Rows from a dataset for labeling boxes
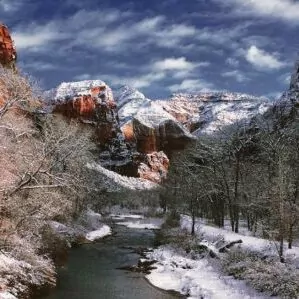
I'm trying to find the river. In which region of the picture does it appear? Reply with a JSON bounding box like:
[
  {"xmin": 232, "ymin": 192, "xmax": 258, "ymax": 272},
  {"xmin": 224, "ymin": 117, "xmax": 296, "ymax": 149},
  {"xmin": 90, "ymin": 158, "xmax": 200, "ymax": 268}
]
[{"xmin": 41, "ymin": 225, "xmax": 180, "ymax": 299}]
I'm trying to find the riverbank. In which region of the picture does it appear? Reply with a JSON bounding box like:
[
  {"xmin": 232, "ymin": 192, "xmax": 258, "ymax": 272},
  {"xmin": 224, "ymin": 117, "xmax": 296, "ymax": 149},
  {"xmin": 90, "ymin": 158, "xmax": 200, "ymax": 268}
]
[
  {"xmin": 0, "ymin": 210, "xmax": 112, "ymax": 299},
  {"xmin": 142, "ymin": 216, "xmax": 299, "ymax": 299},
  {"xmin": 39, "ymin": 220, "xmax": 183, "ymax": 299}
]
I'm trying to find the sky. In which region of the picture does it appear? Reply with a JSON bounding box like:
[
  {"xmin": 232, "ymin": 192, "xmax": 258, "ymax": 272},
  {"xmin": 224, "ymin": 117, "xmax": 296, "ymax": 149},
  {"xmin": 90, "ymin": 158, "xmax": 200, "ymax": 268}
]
[{"xmin": 0, "ymin": 0, "xmax": 299, "ymax": 98}]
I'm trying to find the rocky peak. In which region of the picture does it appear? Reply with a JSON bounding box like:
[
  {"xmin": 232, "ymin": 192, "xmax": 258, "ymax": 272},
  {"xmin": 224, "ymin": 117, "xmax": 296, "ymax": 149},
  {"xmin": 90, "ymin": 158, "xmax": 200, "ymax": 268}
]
[
  {"xmin": 115, "ymin": 86, "xmax": 151, "ymax": 126},
  {"xmin": 0, "ymin": 24, "xmax": 17, "ymax": 69},
  {"xmin": 290, "ymin": 59, "xmax": 299, "ymax": 92},
  {"xmin": 49, "ymin": 80, "xmax": 137, "ymax": 172}
]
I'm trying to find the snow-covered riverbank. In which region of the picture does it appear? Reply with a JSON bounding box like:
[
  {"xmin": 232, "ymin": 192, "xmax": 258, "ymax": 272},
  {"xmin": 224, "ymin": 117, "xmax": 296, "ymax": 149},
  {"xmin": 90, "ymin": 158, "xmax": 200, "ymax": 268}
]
[
  {"xmin": 142, "ymin": 216, "xmax": 299, "ymax": 299},
  {"xmin": 0, "ymin": 210, "xmax": 112, "ymax": 299},
  {"xmin": 146, "ymin": 246, "xmax": 268, "ymax": 299}
]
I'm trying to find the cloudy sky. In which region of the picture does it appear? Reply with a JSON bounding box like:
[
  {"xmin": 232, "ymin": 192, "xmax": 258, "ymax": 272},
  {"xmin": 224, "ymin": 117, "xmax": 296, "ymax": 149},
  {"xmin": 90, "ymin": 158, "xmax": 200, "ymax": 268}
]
[{"xmin": 0, "ymin": 0, "xmax": 299, "ymax": 98}]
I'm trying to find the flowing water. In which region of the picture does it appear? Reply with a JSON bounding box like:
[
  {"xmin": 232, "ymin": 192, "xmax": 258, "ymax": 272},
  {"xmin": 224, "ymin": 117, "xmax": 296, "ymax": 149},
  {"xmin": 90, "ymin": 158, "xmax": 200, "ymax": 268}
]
[{"xmin": 42, "ymin": 226, "xmax": 179, "ymax": 299}]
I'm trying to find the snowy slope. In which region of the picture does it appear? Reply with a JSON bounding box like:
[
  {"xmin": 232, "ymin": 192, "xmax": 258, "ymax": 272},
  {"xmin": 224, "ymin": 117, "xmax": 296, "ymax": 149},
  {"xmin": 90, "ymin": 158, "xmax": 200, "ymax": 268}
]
[
  {"xmin": 47, "ymin": 80, "xmax": 106, "ymax": 100},
  {"xmin": 114, "ymin": 86, "xmax": 151, "ymax": 125},
  {"xmin": 158, "ymin": 92, "xmax": 272, "ymax": 135},
  {"xmin": 87, "ymin": 163, "xmax": 158, "ymax": 191},
  {"xmin": 116, "ymin": 86, "xmax": 272, "ymax": 136}
]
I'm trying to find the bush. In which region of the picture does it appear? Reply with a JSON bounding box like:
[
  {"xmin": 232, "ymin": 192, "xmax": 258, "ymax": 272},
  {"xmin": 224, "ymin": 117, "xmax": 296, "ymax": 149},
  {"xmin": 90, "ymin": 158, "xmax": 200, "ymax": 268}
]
[{"xmin": 223, "ymin": 250, "xmax": 299, "ymax": 299}]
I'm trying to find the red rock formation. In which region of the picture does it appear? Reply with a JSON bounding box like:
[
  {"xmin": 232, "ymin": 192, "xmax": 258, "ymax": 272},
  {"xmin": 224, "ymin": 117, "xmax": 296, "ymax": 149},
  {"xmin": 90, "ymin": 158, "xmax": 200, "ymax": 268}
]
[
  {"xmin": 0, "ymin": 24, "xmax": 17, "ymax": 69},
  {"xmin": 138, "ymin": 151, "xmax": 169, "ymax": 183},
  {"xmin": 133, "ymin": 118, "xmax": 193, "ymax": 156},
  {"xmin": 121, "ymin": 121, "xmax": 136, "ymax": 144}
]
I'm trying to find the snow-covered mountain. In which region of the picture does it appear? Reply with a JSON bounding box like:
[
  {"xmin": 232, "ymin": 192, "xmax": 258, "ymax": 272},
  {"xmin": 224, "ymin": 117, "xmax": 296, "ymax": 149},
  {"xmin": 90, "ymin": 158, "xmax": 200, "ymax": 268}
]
[
  {"xmin": 114, "ymin": 86, "xmax": 151, "ymax": 125},
  {"xmin": 46, "ymin": 80, "xmax": 107, "ymax": 101},
  {"xmin": 116, "ymin": 86, "xmax": 272, "ymax": 135}
]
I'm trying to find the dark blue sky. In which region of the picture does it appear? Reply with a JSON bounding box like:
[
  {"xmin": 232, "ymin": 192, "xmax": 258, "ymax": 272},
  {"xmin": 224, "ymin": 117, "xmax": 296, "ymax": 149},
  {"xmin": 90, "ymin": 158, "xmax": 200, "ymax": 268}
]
[{"xmin": 0, "ymin": 0, "xmax": 299, "ymax": 98}]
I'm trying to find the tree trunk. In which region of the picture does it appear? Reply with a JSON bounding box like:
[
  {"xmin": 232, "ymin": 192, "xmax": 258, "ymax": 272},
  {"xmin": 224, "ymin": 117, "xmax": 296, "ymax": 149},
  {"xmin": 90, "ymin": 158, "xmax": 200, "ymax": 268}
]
[
  {"xmin": 191, "ymin": 211, "xmax": 195, "ymax": 236},
  {"xmin": 234, "ymin": 154, "xmax": 240, "ymax": 233},
  {"xmin": 288, "ymin": 223, "xmax": 293, "ymax": 249}
]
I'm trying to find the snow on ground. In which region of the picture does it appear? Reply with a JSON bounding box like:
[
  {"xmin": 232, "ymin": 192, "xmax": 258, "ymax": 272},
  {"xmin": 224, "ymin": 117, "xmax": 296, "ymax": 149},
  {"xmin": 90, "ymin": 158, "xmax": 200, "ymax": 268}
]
[
  {"xmin": 55, "ymin": 80, "xmax": 106, "ymax": 99},
  {"xmin": 109, "ymin": 214, "xmax": 144, "ymax": 220},
  {"xmin": 0, "ymin": 292, "xmax": 17, "ymax": 299},
  {"xmin": 114, "ymin": 215, "xmax": 164, "ymax": 229},
  {"xmin": 86, "ymin": 163, "xmax": 159, "ymax": 190},
  {"xmin": 146, "ymin": 246, "xmax": 268, "ymax": 299},
  {"xmin": 85, "ymin": 225, "xmax": 112, "ymax": 242},
  {"xmin": 181, "ymin": 215, "xmax": 299, "ymax": 264},
  {"xmin": 116, "ymin": 221, "xmax": 161, "ymax": 229}
]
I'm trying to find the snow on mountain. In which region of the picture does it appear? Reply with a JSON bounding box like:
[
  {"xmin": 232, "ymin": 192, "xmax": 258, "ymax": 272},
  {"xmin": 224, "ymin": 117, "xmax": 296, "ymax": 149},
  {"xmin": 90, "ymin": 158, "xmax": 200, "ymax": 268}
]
[
  {"xmin": 114, "ymin": 86, "xmax": 151, "ymax": 125},
  {"xmin": 87, "ymin": 163, "xmax": 158, "ymax": 191},
  {"xmin": 50, "ymin": 80, "xmax": 106, "ymax": 100}
]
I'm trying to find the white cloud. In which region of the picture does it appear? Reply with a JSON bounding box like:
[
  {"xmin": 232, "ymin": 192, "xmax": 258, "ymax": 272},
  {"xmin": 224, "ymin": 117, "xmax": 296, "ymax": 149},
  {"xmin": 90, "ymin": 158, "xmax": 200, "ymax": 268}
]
[
  {"xmin": 169, "ymin": 79, "xmax": 214, "ymax": 92},
  {"xmin": 12, "ymin": 9, "xmax": 196, "ymax": 52},
  {"xmin": 225, "ymin": 57, "xmax": 240, "ymax": 67},
  {"xmin": 216, "ymin": 0, "xmax": 299, "ymax": 24},
  {"xmin": 222, "ymin": 70, "xmax": 249, "ymax": 83},
  {"xmin": 19, "ymin": 60, "xmax": 60, "ymax": 71},
  {"xmin": 74, "ymin": 72, "xmax": 166, "ymax": 88},
  {"xmin": 153, "ymin": 57, "xmax": 196, "ymax": 71},
  {"xmin": 0, "ymin": 0, "xmax": 21, "ymax": 13},
  {"xmin": 13, "ymin": 23, "xmax": 63, "ymax": 50},
  {"xmin": 245, "ymin": 46, "xmax": 286, "ymax": 70}
]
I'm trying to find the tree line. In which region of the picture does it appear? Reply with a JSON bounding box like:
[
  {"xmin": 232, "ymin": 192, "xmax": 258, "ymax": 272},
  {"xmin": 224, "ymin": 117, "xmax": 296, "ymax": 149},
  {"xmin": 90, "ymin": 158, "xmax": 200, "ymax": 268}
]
[{"xmin": 161, "ymin": 103, "xmax": 299, "ymax": 261}]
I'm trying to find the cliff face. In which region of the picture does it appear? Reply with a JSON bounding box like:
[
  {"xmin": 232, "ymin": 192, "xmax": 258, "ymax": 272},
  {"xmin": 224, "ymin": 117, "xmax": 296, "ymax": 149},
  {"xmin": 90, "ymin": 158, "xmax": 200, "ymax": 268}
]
[
  {"xmin": 53, "ymin": 80, "xmax": 137, "ymax": 175},
  {"xmin": 0, "ymin": 24, "xmax": 17, "ymax": 69}
]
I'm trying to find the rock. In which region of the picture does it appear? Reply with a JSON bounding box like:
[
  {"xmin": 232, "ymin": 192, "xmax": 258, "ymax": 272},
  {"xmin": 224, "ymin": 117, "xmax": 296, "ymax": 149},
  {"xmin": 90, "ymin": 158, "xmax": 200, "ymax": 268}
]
[
  {"xmin": 0, "ymin": 24, "xmax": 17, "ymax": 69},
  {"xmin": 138, "ymin": 151, "xmax": 169, "ymax": 183},
  {"xmin": 133, "ymin": 103, "xmax": 194, "ymax": 154},
  {"xmin": 51, "ymin": 80, "xmax": 137, "ymax": 174},
  {"xmin": 115, "ymin": 86, "xmax": 151, "ymax": 127}
]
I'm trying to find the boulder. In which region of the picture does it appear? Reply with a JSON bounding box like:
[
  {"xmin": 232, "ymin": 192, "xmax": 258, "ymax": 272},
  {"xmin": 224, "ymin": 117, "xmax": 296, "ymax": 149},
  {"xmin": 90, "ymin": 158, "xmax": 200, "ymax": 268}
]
[
  {"xmin": 0, "ymin": 24, "xmax": 17, "ymax": 69},
  {"xmin": 133, "ymin": 103, "xmax": 194, "ymax": 155},
  {"xmin": 138, "ymin": 151, "xmax": 169, "ymax": 183}
]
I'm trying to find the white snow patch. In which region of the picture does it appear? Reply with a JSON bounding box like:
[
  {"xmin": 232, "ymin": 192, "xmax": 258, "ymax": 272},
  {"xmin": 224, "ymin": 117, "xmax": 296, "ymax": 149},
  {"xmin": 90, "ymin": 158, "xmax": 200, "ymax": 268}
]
[
  {"xmin": 180, "ymin": 215, "xmax": 299, "ymax": 263},
  {"xmin": 146, "ymin": 246, "xmax": 267, "ymax": 299},
  {"xmin": 86, "ymin": 163, "xmax": 159, "ymax": 190},
  {"xmin": 55, "ymin": 80, "xmax": 106, "ymax": 99},
  {"xmin": 116, "ymin": 221, "xmax": 161, "ymax": 229},
  {"xmin": 110, "ymin": 214, "xmax": 144, "ymax": 220},
  {"xmin": 85, "ymin": 225, "xmax": 112, "ymax": 242}
]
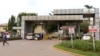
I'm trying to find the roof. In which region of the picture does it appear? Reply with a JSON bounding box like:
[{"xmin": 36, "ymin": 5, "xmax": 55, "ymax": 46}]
[{"xmin": 22, "ymin": 15, "xmax": 85, "ymax": 21}]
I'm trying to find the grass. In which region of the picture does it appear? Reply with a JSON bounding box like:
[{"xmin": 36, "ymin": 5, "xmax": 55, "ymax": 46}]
[{"xmin": 54, "ymin": 41, "xmax": 100, "ymax": 56}]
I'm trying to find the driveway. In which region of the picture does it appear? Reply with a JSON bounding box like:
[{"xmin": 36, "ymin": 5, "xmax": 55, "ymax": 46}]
[{"xmin": 0, "ymin": 40, "xmax": 74, "ymax": 56}]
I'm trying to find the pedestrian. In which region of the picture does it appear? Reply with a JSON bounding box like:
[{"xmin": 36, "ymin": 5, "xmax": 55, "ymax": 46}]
[{"xmin": 2, "ymin": 33, "xmax": 9, "ymax": 46}]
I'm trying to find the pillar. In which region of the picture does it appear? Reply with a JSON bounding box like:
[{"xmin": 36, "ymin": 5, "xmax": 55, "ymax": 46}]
[
  {"xmin": 94, "ymin": 8, "xmax": 100, "ymax": 40},
  {"xmin": 21, "ymin": 20, "xmax": 25, "ymax": 39}
]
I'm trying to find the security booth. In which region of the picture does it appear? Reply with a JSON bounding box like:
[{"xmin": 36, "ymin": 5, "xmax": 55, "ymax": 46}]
[{"xmin": 21, "ymin": 9, "xmax": 99, "ymax": 39}]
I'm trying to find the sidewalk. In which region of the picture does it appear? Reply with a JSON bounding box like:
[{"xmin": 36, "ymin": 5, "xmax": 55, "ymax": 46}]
[{"xmin": 0, "ymin": 40, "xmax": 74, "ymax": 56}]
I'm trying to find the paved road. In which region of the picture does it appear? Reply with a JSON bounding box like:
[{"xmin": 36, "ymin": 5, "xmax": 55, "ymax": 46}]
[{"xmin": 0, "ymin": 40, "xmax": 74, "ymax": 56}]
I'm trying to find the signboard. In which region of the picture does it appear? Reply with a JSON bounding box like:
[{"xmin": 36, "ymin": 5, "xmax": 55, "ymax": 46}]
[
  {"xmin": 59, "ymin": 30, "xmax": 63, "ymax": 34},
  {"xmin": 89, "ymin": 26, "xmax": 97, "ymax": 32},
  {"xmin": 69, "ymin": 27, "xmax": 75, "ymax": 34}
]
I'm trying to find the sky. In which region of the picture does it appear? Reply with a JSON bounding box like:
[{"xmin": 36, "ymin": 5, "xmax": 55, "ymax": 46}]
[{"xmin": 0, "ymin": 0, "xmax": 100, "ymax": 24}]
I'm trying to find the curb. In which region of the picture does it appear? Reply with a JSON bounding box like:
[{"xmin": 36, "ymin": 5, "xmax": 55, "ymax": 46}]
[{"xmin": 51, "ymin": 46, "xmax": 84, "ymax": 56}]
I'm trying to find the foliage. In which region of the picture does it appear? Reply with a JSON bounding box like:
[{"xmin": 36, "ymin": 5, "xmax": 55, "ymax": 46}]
[
  {"xmin": 17, "ymin": 12, "xmax": 37, "ymax": 26},
  {"xmin": 80, "ymin": 21, "xmax": 89, "ymax": 33},
  {"xmin": 59, "ymin": 40, "xmax": 100, "ymax": 52}
]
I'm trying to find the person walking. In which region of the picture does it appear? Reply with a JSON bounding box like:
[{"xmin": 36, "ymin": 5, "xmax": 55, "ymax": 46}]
[{"xmin": 2, "ymin": 33, "xmax": 9, "ymax": 46}]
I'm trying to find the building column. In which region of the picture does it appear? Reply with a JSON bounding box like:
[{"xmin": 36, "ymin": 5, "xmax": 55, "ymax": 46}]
[
  {"xmin": 58, "ymin": 22, "xmax": 59, "ymax": 32},
  {"xmin": 77, "ymin": 23, "xmax": 80, "ymax": 35},
  {"xmin": 94, "ymin": 8, "xmax": 100, "ymax": 40},
  {"xmin": 21, "ymin": 20, "xmax": 25, "ymax": 39}
]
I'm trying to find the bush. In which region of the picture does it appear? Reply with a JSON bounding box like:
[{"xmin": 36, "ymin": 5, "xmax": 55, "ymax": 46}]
[
  {"xmin": 59, "ymin": 40, "xmax": 100, "ymax": 52},
  {"xmin": 0, "ymin": 37, "xmax": 22, "ymax": 41}
]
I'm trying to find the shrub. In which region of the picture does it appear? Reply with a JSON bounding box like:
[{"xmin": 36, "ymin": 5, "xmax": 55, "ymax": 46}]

== The exercise ==
Count the lines of the records above that contain the string "tree", matching case exactly, and give only that number.

== Worked solution ==
2